Le Marché n° 06/2023, dont nous avons pu consulter une copie, porte sur la réalisation, équipement, électrification et raccordement de dix forages pour le renforcement de l’AEP des communes de Béjaïa, Oued Ghir. Depuis, c’est le branle-bas de combat à travers les villages et communes de la haute vallée de Sahel Soummam : Akbou, Ighram, Aït Rzine, Ighil Ali, Boudjellil et Tazmalt. Les nouveaux forages sont tous situés dans le périmètre où se trouvent déjà les puits et forages qui alimentent les communes d’Ighil Ali, Aït Rzine, Tazmalt, Boudjellil, Ighram et Akbou.

La région est densément peuplée et cela représente des dizaines de milliers de foyers qui puisent tous de la même grande nappe réputée s’étendre de M'chedallah (Maillot anciennement) jusqu’à Ighzer Amokrane. Les inquiétudes sont grandes : les nouveaux forages, profonds de 150 à 200 mètres et pourvus de pompes puissantes, pourraient rapidement mettre hors service les anciens puits, qui ne sont ni assez profonds ni bien équipés en motopompes. A terme, ces communes de la haute Soummam, qui ont déjà beaucoup de mal à alimenter leurs populations, pourraient fort bien se retrouver sans eau.

L’information s’est répandue comme une traînée de poudre et des contacts ont commencé à se nouer parmi les représentants des villages, du mouvement associatif ainsi que des élus communaux. D’abord pour vérifier les informations, ensuite pour essayer d’adopter une démarche commune. La riposte n’a pas tardé à venir sous forme de lettre, après plusieurs réunions de coordination des représentants de villages et de communes.

--*--

[Consigne A] Traduisez en anglais cette phrase de l’extrait fourni : « La riposte n’a pas tardé à venir sous forme de lettre, après plusieurs réunions de coordination des représentants de villages et de communes. »
[Consigne B] Dans l’extrait fourni, réécrivez le passage situé entre « Le Marché n° » et « Ighram et Akbou. », bornes incluses, en substituant « sondages » à « forages ».
[Consigne C]
Répondez brièvement à ces questions sur l’extrait fourni :
(i) Quel est le numéro du marché mentionné ?
(ii) Quelle est la profondeur des nouveaux forages ?
(iii) Sous quelle forme la riposte est-elle venue ?

[Enregistrements extraits]
--*--

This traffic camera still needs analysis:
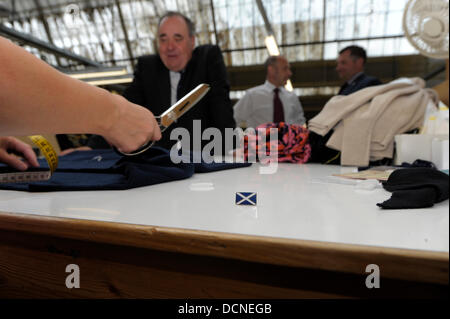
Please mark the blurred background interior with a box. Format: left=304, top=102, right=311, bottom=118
left=0, top=0, right=448, bottom=152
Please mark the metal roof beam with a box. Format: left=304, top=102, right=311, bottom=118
left=0, top=24, right=103, bottom=67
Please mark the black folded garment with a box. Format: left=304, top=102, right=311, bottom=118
left=377, top=168, right=449, bottom=209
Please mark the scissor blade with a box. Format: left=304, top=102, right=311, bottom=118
left=161, top=84, right=210, bottom=127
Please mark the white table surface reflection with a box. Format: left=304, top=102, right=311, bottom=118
left=0, top=163, right=449, bottom=252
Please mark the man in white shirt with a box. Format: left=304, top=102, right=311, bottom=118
left=234, top=56, right=305, bottom=128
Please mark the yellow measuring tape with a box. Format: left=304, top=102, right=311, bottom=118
left=0, top=135, right=58, bottom=183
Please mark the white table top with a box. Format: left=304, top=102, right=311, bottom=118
left=0, top=163, right=449, bottom=253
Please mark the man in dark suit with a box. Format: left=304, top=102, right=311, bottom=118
left=336, top=45, right=382, bottom=95
left=89, top=12, right=236, bottom=156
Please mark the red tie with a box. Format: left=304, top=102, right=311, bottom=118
left=273, top=88, right=284, bottom=123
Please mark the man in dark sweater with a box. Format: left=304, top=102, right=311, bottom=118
left=336, top=45, right=381, bottom=95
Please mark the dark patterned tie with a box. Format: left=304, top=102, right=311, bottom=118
left=177, top=71, right=184, bottom=101
left=273, top=88, right=284, bottom=123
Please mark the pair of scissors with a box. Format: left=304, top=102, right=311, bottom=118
left=116, top=84, right=210, bottom=156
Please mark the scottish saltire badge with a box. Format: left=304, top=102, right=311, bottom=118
left=236, top=192, right=256, bottom=206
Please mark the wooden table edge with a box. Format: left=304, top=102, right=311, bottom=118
left=0, top=211, right=449, bottom=285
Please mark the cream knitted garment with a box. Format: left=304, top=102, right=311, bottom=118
left=308, top=78, right=437, bottom=166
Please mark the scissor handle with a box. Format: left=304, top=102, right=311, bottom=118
left=116, top=116, right=167, bottom=156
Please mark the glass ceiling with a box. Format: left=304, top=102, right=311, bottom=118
left=0, top=0, right=416, bottom=72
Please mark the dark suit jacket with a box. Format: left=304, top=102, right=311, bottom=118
left=91, top=45, right=236, bottom=154
left=338, top=73, right=382, bottom=95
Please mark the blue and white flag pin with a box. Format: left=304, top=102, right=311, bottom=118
left=236, top=192, right=256, bottom=206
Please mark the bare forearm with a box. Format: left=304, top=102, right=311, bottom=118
left=0, top=38, right=118, bottom=135
left=0, top=37, right=161, bottom=152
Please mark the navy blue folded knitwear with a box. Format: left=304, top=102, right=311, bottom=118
left=0, top=147, right=251, bottom=192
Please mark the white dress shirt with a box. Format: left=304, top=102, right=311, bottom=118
left=170, top=71, right=181, bottom=105
left=234, top=81, right=305, bottom=128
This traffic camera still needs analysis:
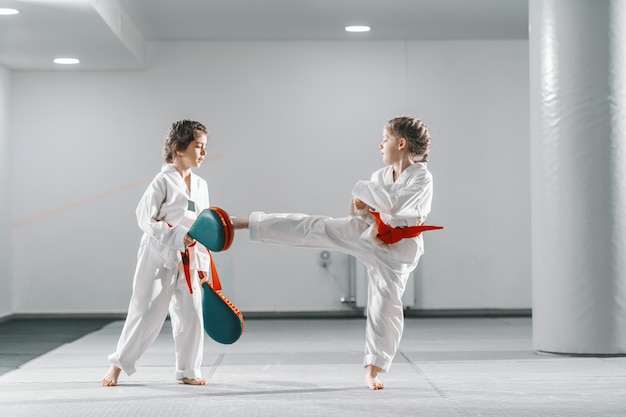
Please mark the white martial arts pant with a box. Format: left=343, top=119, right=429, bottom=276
left=109, top=247, right=204, bottom=379
left=250, top=212, right=419, bottom=371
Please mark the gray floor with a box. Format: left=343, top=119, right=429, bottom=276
left=0, top=318, right=626, bottom=417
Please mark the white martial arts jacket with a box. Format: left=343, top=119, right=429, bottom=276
left=136, top=164, right=211, bottom=271
left=350, top=162, right=433, bottom=263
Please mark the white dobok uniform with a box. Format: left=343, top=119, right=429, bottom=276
left=109, top=164, right=211, bottom=379
left=250, top=162, right=433, bottom=370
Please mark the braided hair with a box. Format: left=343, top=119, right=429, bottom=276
left=387, top=116, right=430, bottom=162
left=164, top=119, right=209, bottom=163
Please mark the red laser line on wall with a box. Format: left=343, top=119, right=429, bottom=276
left=11, top=154, right=222, bottom=229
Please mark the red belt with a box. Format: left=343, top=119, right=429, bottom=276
left=180, top=242, right=222, bottom=294
left=370, top=211, right=443, bottom=244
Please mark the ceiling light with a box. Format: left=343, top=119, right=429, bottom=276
left=0, top=8, right=20, bottom=16
left=53, top=58, right=80, bottom=65
left=346, top=26, right=370, bottom=32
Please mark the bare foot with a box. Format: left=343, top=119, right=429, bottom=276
left=230, top=216, right=250, bottom=230
left=365, top=365, right=385, bottom=390
left=178, top=378, right=206, bottom=385
left=102, top=365, right=122, bottom=387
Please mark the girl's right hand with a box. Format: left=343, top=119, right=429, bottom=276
left=352, top=197, right=367, bottom=210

--*--

[Réponse attendue A] The response was not long in coming, in the form of a letter, after several coordination meetings of village and municipal representatives.

[Réponse attendue B]
Le Marché n° 06/2023, dont nous avons pu consulter une copie, porte sur la réalisation, équipement, électrification et raccordement de dix sondages pour le renforcement de l’AEP des communes de Béjaïa, Oued Ghir. Depuis, c’est le branle-bas de combat à travers les villages et communes de la haute vallée de Sahel Soummam : Akbou, Ighram, Aït Rzine, Ighil Ali, Boudjellil et Tazmalt. Les nouveaux sondages sont tous situés dans le périmètre où se trouvent déjà les puits et sondages qui alimentent les communes d’Ighil Ali, Aït Rzine, Tazmalt, Boudjellil, Ighram et Akbou.

[Réponse attendue C]
(i) Le marché n° 06/2023.
(ii) De 150 à 200 mètres.
(iii) Sous forme de lettre.